Exercise requirements: Return each line of the entries that holds the string "below".

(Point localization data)
§ §
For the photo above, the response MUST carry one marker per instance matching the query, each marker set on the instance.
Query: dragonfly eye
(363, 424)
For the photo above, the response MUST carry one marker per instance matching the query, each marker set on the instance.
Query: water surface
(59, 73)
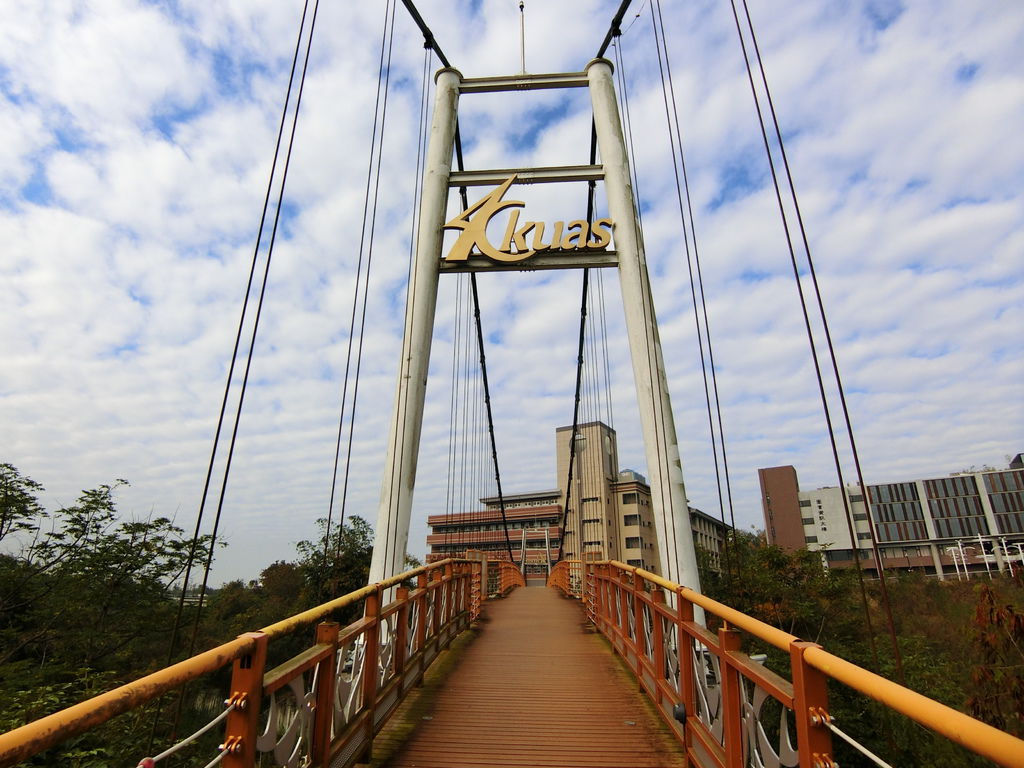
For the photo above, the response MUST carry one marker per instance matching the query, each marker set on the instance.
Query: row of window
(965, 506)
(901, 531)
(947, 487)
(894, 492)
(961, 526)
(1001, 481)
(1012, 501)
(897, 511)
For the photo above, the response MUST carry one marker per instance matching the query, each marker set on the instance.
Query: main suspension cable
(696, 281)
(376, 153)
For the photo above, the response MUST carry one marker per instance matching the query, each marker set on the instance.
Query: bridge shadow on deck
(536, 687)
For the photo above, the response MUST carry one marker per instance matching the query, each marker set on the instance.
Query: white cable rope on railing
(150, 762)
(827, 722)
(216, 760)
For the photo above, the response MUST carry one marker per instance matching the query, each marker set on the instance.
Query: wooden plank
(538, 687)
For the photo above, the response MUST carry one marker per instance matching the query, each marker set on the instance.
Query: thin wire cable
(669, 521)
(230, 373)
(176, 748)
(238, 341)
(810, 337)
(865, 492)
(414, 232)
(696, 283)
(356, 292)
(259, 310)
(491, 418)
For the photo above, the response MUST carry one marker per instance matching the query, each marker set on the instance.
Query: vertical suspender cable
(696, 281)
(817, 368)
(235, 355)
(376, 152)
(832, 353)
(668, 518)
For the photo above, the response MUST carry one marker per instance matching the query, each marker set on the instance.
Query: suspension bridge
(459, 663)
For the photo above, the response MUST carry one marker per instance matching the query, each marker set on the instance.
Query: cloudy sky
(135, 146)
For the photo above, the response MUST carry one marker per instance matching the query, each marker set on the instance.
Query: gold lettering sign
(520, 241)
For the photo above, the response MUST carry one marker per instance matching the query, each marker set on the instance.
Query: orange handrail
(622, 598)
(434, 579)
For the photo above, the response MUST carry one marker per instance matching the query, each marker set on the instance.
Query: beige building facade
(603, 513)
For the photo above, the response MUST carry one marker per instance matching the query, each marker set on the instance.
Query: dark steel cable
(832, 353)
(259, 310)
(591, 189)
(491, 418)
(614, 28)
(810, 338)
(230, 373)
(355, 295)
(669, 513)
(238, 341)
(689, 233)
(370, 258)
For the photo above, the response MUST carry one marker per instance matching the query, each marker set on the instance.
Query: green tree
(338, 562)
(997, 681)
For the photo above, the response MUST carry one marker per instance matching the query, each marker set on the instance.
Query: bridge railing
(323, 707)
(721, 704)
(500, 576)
§ §
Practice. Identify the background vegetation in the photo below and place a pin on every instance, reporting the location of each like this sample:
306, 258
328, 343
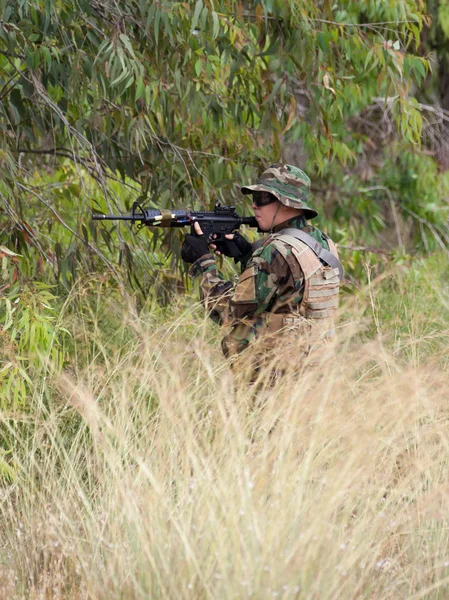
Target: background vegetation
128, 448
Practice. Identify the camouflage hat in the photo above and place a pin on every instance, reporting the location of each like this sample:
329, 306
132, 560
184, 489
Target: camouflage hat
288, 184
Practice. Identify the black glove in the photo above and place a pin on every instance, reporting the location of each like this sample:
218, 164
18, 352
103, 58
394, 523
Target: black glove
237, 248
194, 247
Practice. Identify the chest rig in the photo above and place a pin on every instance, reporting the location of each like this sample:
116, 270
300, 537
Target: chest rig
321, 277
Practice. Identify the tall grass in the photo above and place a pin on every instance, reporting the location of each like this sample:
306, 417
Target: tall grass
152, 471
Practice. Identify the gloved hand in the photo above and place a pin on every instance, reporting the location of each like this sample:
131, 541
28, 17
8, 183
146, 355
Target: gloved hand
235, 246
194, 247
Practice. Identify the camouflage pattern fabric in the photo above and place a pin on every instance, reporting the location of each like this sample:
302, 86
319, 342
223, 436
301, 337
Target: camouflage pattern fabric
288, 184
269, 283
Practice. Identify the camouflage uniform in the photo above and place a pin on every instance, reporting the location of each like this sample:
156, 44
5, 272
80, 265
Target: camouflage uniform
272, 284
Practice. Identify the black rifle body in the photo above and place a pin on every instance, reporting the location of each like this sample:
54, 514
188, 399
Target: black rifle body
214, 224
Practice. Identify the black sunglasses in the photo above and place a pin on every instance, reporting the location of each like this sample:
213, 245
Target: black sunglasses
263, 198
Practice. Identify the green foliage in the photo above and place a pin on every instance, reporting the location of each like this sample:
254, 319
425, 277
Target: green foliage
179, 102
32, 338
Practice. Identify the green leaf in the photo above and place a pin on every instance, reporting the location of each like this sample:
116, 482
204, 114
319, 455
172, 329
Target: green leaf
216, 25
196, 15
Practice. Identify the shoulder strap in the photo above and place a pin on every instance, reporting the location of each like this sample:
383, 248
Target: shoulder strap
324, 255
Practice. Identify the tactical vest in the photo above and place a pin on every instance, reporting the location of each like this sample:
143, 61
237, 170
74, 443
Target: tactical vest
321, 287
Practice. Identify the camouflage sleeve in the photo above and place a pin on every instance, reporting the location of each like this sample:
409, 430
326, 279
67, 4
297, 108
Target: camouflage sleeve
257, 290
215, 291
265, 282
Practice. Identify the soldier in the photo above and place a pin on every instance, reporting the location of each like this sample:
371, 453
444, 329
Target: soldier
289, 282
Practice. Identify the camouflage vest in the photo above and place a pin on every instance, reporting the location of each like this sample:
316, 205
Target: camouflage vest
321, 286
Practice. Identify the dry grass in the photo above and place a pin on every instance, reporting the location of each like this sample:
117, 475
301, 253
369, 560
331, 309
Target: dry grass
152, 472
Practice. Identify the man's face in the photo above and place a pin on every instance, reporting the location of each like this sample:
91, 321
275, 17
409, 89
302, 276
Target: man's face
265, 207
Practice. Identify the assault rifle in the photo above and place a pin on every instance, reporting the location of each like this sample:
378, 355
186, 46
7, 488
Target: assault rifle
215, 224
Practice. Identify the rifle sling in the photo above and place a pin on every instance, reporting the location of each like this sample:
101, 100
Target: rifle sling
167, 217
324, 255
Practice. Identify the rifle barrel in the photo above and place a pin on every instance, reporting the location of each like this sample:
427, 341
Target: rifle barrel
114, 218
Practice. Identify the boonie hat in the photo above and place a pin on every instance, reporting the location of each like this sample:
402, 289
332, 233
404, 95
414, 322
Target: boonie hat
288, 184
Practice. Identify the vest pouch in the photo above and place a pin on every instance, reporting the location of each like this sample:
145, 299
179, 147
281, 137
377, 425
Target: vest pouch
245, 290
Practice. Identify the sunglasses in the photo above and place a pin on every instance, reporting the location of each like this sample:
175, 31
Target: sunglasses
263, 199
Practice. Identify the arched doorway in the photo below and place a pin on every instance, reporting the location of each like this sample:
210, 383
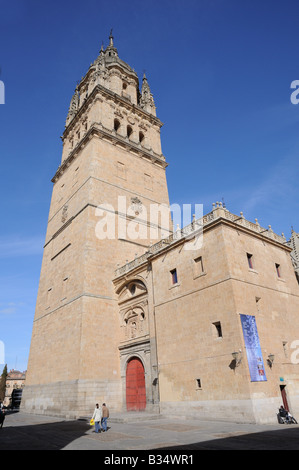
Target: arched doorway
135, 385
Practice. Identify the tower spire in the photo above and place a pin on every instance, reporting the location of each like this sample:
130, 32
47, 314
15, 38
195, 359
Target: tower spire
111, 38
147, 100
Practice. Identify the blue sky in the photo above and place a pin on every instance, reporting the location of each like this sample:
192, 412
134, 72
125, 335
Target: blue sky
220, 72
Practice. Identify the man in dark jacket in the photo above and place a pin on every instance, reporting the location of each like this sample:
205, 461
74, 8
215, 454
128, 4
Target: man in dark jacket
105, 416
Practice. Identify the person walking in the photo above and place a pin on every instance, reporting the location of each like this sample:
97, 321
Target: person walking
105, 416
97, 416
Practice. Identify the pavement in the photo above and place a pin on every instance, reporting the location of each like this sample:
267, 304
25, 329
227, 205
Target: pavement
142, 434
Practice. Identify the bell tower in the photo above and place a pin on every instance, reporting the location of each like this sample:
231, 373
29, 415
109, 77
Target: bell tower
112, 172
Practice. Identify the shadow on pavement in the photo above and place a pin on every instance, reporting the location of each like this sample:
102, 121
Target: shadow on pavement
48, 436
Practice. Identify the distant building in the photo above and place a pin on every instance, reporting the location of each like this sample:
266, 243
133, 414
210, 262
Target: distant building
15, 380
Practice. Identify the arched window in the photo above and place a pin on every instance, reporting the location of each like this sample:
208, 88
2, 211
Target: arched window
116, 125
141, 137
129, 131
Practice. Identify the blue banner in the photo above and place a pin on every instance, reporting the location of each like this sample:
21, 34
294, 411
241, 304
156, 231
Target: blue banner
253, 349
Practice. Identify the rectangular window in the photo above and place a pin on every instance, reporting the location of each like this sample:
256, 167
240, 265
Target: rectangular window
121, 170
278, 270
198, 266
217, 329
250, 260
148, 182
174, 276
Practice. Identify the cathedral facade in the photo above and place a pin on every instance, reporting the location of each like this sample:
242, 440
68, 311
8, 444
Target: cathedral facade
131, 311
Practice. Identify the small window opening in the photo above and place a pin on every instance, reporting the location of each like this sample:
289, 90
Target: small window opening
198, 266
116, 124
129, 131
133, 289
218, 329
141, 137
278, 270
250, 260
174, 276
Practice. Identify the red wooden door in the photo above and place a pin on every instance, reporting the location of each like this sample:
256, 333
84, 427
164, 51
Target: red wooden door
§ §
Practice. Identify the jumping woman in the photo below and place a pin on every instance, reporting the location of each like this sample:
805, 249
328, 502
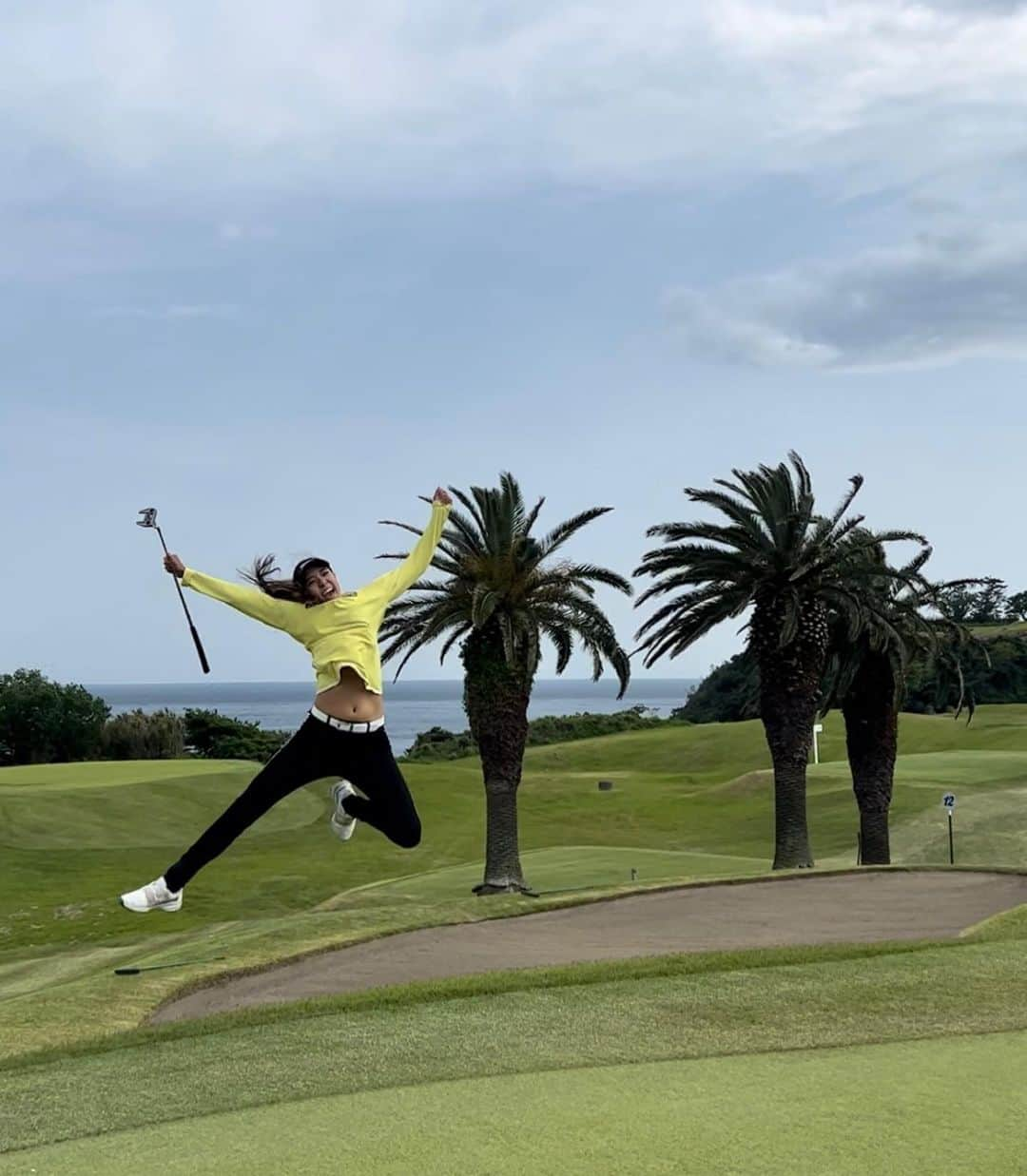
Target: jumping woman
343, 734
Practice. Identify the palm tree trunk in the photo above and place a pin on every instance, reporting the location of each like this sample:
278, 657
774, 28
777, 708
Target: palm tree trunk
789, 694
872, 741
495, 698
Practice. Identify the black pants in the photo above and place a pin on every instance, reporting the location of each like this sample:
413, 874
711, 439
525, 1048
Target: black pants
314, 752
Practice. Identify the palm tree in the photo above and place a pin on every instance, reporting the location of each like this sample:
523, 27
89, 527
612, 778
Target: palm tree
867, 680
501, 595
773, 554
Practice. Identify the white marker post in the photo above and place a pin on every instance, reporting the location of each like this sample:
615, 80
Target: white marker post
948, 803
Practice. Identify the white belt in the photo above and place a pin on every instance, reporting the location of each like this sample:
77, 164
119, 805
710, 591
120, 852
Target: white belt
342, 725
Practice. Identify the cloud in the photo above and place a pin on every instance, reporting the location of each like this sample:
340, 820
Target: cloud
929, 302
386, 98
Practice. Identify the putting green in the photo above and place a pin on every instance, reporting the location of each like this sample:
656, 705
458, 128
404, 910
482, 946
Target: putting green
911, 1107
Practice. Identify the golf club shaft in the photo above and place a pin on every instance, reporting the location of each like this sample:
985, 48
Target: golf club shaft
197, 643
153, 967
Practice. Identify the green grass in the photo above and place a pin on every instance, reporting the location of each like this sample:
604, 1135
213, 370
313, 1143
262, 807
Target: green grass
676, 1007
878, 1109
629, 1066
§ §
Answer to this problem:
Practice. Identify the background vegetation in the photo below and place a pin on every instance, reporting the location of each like this sample:
Practice. Identify the arched doorway in the photo below and place a pin on every instance, reporting the location of each like this sample:
Practice. Identify the jumping woman in the photo below and place a pin on every instance, reporting the location of each like this sample:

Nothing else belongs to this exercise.